> _WHAT TO PRODUCE_
Output all of the listing, leaving every line exactly as written.
↓
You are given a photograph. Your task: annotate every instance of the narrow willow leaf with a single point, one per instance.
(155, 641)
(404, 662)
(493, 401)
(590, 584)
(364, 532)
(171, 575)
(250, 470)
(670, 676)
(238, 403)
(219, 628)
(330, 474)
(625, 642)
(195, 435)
↑
> _ANSWER BOX_
You are given a photograph. Your task: annotate every instance of the narrow willow leaf with a single point, one per instance.
(155, 641)
(404, 662)
(493, 401)
(590, 584)
(364, 532)
(171, 575)
(250, 470)
(670, 676)
(238, 403)
(219, 628)
(330, 474)
(625, 642)
(195, 435)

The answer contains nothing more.